Pictures are not part of the copy; retype all the records below exactly.

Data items
=== Section Start ===

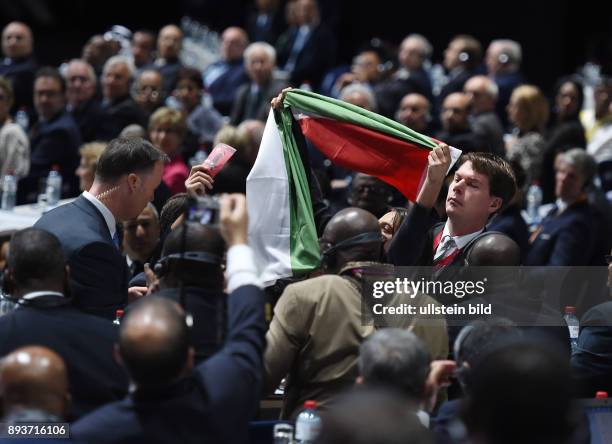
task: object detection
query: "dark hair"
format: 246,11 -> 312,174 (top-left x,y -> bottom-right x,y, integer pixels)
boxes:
457,152 -> 517,211
463,340 -> 576,444
119,296 -> 190,388
35,66 -> 66,94
7,228 -> 65,289
160,221 -> 225,287
554,75 -> 584,120
390,207 -> 410,235
177,67 -> 204,90
159,192 -> 189,235
95,137 -> 168,182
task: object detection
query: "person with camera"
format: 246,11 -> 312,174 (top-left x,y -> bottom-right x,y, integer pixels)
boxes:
72,193 -> 266,444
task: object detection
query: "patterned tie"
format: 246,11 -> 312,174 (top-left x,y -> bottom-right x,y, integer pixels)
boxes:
434,235 -> 457,262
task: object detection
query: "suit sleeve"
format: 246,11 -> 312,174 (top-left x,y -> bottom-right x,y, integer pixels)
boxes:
387,202 -> 433,266
547,219 -> 590,266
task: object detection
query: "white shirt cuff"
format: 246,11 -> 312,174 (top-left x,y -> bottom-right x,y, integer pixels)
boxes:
226,244 -> 262,293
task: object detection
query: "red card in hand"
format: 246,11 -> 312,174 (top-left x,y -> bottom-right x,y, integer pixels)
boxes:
203,143 -> 236,177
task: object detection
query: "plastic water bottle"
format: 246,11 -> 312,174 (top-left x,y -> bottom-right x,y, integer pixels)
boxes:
15,107 -> 29,131
1,174 -> 17,210
563,306 -> 579,353
526,181 -> 543,226
295,400 -> 321,444
113,309 -> 124,326
273,423 -> 294,444
45,166 -> 62,207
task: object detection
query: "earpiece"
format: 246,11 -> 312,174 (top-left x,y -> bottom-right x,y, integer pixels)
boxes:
498,52 -> 510,64
458,51 -> 470,63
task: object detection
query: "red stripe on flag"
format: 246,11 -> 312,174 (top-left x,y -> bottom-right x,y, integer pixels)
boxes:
298,117 -> 430,200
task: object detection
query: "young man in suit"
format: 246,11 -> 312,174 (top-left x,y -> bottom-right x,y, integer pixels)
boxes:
387,147 -> 516,283
35,137 -> 167,318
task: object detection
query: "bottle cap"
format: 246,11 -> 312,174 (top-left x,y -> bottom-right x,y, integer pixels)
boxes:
564,306 -> 576,314
116,309 -> 124,317
304,400 -> 317,409
595,391 -> 608,399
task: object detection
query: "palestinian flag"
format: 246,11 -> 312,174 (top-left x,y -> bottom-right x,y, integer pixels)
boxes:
246,89 -> 461,286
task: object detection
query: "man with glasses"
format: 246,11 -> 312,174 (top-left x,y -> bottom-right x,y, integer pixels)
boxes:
19,67 -> 82,203
132,69 -> 165,119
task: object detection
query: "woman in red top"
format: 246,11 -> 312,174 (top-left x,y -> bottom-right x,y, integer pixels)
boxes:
148,107 -> 190,195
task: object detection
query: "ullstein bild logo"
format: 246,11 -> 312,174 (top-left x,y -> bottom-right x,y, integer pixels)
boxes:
372,277 -> 487,300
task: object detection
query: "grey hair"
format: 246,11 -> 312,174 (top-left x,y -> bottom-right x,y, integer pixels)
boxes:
103,55 -> 136,80
244,42 -> 276,66
65,58 -> 97,85
468,75 -> 499,100
358,328 -> 431,400
560,148 -> 597,185
339,83 -> 378,112
490,39 -> 522,66
403,33 -> 433,60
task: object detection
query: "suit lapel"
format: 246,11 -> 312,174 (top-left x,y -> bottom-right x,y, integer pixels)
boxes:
73,195 -> 114,246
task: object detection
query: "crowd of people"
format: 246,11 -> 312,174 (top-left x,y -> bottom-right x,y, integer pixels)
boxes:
1,0 -> 612,443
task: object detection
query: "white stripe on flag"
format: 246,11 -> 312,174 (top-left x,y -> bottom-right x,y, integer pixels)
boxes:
246,110 -> 293,287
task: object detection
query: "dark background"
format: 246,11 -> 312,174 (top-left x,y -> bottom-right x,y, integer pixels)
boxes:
1,0 -> 610,96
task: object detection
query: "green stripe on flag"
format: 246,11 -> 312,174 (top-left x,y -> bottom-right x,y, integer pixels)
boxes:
283,89 -> 438,149
274,109 -> 321,273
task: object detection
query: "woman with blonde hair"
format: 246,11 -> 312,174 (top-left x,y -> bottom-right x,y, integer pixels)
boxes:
148,107 -> 190,194
75,142 -> 106,191
505,84 -> 549,184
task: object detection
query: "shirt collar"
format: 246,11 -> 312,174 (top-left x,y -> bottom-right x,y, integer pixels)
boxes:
22,291 -> 64,301
83,191 -> 117,238
441,223 -> 484,250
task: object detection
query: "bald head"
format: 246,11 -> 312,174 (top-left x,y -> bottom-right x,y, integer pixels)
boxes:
464,75 -> 498,114
467,233 -> 520,266
321,207 -> 382,270
2,22 -> 33,60
0,346 -> 68,418
221,27 -> 248,62
119,296 -> 192,389
158,24 -> 183,60
441,92 -> 471,133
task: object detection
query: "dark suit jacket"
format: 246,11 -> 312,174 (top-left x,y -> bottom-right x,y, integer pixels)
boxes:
96,95 -> 147,141
276,24 -> 336,88
156,286 -> 227,363
229,78 -> 289,125
0,56 -> 37,114
374,68 -> 433,118
572,301 -> 612,397
18,110 -> 82,202
34,195 -> 129,318
525,200 -> 595,266
204,60 -> 249,116
148,58 -> 183,94
437,68 -> 474,108
72,284 -> 266,444
69,98 -> 103,143
436,128 -> 486,154
0,295 -> 128,419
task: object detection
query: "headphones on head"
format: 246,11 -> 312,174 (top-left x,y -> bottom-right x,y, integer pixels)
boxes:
153,251 -> 223,277
320,232 -> 385,270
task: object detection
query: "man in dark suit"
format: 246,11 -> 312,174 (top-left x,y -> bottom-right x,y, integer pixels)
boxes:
275,0 -> 336,88
438,35 -> 482,108
230,42 -> 288,125
388,148 -> 516,288
64,59 -> 103,143
148,24 -> 184,94
0,22 -> 37,114
18,67 -> 82,203
526,149 -> 598,265
72,194 -> 266,444
436,92 -> 487,154
203,27 -> 250,116
0,228 -> 128,419
96,56 -> 147,141
35,137 -> 167,319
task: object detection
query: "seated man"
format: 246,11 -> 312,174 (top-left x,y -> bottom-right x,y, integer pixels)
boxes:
526,149 -> 599,265
0,22 -> 37,113
0,346 -> 70,424
265,207 -> 448,419
436,92 -> 486,154
123,202 -> 161,278
72,194 -> 266,444
0,228 -> 128,419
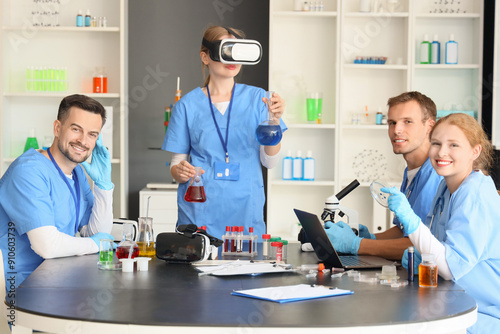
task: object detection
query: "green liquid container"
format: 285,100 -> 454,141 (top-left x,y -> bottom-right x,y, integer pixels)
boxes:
24,129 -> 39,152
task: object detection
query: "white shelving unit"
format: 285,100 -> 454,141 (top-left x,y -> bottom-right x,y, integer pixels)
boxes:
0,0 -> 129,218
267,0 -> 483,240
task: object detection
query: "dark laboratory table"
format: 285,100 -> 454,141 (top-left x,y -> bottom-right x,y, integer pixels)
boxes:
11,243 -> 477,333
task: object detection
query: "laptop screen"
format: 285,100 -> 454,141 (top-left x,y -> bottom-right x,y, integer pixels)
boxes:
294,209 -> 344,268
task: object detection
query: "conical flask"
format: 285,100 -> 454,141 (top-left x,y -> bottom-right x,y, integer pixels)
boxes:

=== Section End ===

Answer box:
task: object detection
query: "dark hair"
format: 246,11 -> 312,174 (top-left x,y -> bottom-right x,y, integer pixels)
boxes:
457,152 -> 517,211
463,340 -> 576,444
119,296 -> 190,388
35,66 -> 66,94
7,228 -> 65,289
160,221 -> 225,287
554,75 -> 584,120
390,207 -> 410,235
177,67 -> 204,90
159,192 -> 189,235
95,137 -> 168,182
task: object detection
query: "person with camera"
format: 246,11 -> 312,174 (top-left x,y -> bottom-right x,y, integer pixels)
boxes:
72,193 -> 266,444
task: object detection
query: "patterned tie"
format: 246,11 -> 312,174 (top-left x,y -> bottom-right x,y, integer pixels)
boxes:
434,235 -> 457,262
task: object detection
query: "suit sleeve"
format: 246,11 -> 312,174 (top-left x,y -> bottom-right x,y, integer pixels)
boxes:
387,202 -> 433,266
547,219 -> 590,266
task: object detection
query: "white shirt cuff"
format: 246,11 -> 312,174 (top-left x,y -> bottom-right x,y, integer pixels)
boxes:
226,244 -> 262,293
task: object detection
query: "red card in hand"
format: 246,11 -> 312,174 (top-left x,y -> bottom-right x,y, integer pixels)
boxes:
203,143 -> 236,177
task: object detection
query: "plastic water bottle"
format: 246,11 -> 312,174 (top-left x,y -> bottom-right x,y, integer pixels)
boxes:
15,107 -> 29,131
1,174 -> 17,210
563,306 -> 579,353
526,181 -> 543,226
295,400 -> 321,444
113,309 -> 124,326
273,423 -> 294,444
45,166 -> 62,207
task: object detection
query: "earpiece"
format: 246,11 -> 312,174 (top-left x,y -> bottom-right x,y, integer pixels)
boxes:
498,52 -> 510,64
458,51 -> 470,63
task: object detection
query: "red stripe on flag"
format: 246,11 -> 312,174 (top-left x,y -> bottom-right x,y, integer pixels)
boxes:
298,117 -> 430,200
task: object detection
query: "young man in suit"
format: 246,11 -> 312,174 (top-left x,y -> bottom-right x,y, integer pixels)
boxes:
387,147 -> 516,283
35,137 -> 167,318
task: object detection
query: "bottle cap"
format: 246,11 -> 312,174 (top-left x,y -> bottom-right x,y, integer pixels)
boxes:
564,306 -> 576,314
116,309 -> 124,317
304,400 -> 317,409
595,391 -> 608,399
task: object detection
query: "palestinian flag"
format: 246,11 -> 312,174 (top-left x,y -> bottom-right x,y, integer pixels)
boxes:
246,89 -> 461,286
task: object detection
query: "man with glasses"
format: 246,11 -> 312,174 (top-left x,y -> bottom-right x,y, integer pixels)
boxes:
19,67 -> 82,203
132,69 -> 165,119
task: object detection
query: "woman in red top"
format: 246,11 -> 312,174 (top-left x,y -> bottom-right x,y, integer pixels)
boxes:
148,107 -> 190,195
task: object detection
query: "ullstein bild logo"
format: 246,11 -> 312,174 (top-left x,y -> bottom-right x,y, integer pixels)
boxes:
372,277 -> 487,300
task: object detection
query: "grey hair"
format: 246,11 -> 312,174 (top-left x,y -> bottom-right x,y, integer pixels)
boxes:
103,55 -> 136,80
244,42 -> 276,66
65,58 -> 97,85
468,75 -> 499,100
358,328 -> 431,400
560,148 -> 597,185
339,83 -> 378,112
490,39 -> 522,66
403,33 -> 433,60
task: object detection
query: "suit lapel"
format: 246,11 -> 312,174 (top-left x,y -> bottom-right x,y, integer pixels)
boxes:
73,195 -> 114,246
task: object detection
query: "crowd of people"
format: 246,11 -> 312,174 (top-left x,y -> bottom-right x,y, integer pixels)
boxes:
1,0 -> 612,443
task: object detection
query: "white stripe on flag"
format: 246,11 -> 312,174 (top-left x,y -> bottom-right x,y, integer pixels)
boxes:
246,110 -> 293,287
task: object detection
query: "dark background"
format: 246,11 -> 312,174 (top-left x,y -> bottom-right x,y, integer pixels)
boxes:
1,0 -> 610,96
task: object detection
query: "green stripe on flag"
format: 246,11 -> 312,174 (top-left x,y -> bottom-right x,y, integer pixels)
boxes:
283,89 -> 438,149
274,109 -> 321,273
task: object detection
query: "woman with blonde hair"
format: 246,11 -> 312,174 (top-left x,y -> bottom-right x,y, integer pixels)
boxes:
148,107 -> 190,194
75,142 -> 106,191
505,84 -> 549,184
task: object detection
query: "shirt collar"
format: 246,11 -> 312,174 (top-left x,y -> bottom-right x,y, integer pixels)
boxes:
22,291 -> 64,301
83,191 -> 117,238
441,223 -> 484,250
task: object detection
query: "bald head"
format: 246,11 -> 312,174 (top-left x,y -> bottom-right x,y, integer pixels)
boxes:
464,75 -> 498,114
467,233 -> 520,266
321,207 -> 382,270
2,22 -> 33,60
0,346 -> 68,418
221,27 -> 248,62
119,296 -> 192,389
158,24 -> 183,60
441,92 -> 471,133
task: object detection
query: "dark suit jacket"
format: 246,11 -> 312,174 (top-left x,y -> bottom-right x,y, integer pixels)
boxes:
96,95 -> 147,141
276,24 -> 336,88
156,286 -> 227,363
229,78 -> 289,125
0,56 -> 37,114
374,68 -> 433,118
572,301 -> 612,397
18,110 -> 82,202
34,195 -> 129,318
525,200 -> 595,266
204,60 -> 249,116
148,58 -> 183,94
437,68 -> 474,108
72,284 -> 266,444
69,98 -> 103,143
436,128 -> 486,154
0,295 -> 128,419
task: object detection
query: "headphones on head"
format: 246,11 -> 312,174 (top-left x,y -> bottom-right x,y, integer pixels)
boxes:
153,251 -> 223,277
320,232 -> 385,270
task: object detection
query: "man in dark suit"
format: 246,11 -> 312,174 (top-left x,y -> bottom-right x,y, integer pixels)
boxes:
275,0 -> 336,88
438,35 -> 482,108
230,42 -> 288,125
388,148 -> 516,288
64,59 -> 103,143
148,24 -> 184,94
0,22 -> 37,114
18,67 -> 82,203
526,149 -> 598,265
72,194 -> 266,444
436,92 -> 487,154
203,27 -> 250,116
0,228 -> 128,419
96,56 -> 147,141
35,137 -> 167,319
task: object detection
query: "seated man"
format: 246,11 -> 312,174 (top-left x,y -> bottom-right x,y, integer pixels)
boxes:
526,149 -> 599,265
0,22 -> 37,113
0,346 -> 70,424
265,207 -> 448,419
436,92 -> 486,154
123,202 -> 161,278
72,194 -> 266,444
0,228 -> 128,419
task: object detection
query: "green liquid container"
format: 285,100 -> 454,141 (top-left x,y -> bottom-right x,y, integer pixels)
boxes:
24,129 -> 39,152
task: object detection
query: "white shelving unit"
format: 285,100 -> 454,141 (top-left x,y -> bottom-right x,y, integer pixels)
boxes:
0,0 -> 129,218
267,0 -> 483,240
task: object detection
query: "dark laboratory table"
format: 285,100 -> 454,141 (top-left x,y -> bottom-right x,y, integer pixels)
boxes:
11,243 -> 477,333
task: object detection
query: "laptop screen"
format: 285,100 -> 454,141 (top-left x,y -> bottom-right x,y, integer pixels)
boxes:
294,209 -> 344,268
task: object detection
query: "conical flask"
format: 285,100 -> 454,141 (top-left x,y -> bottom-right x,y, integer pixels)
boxes:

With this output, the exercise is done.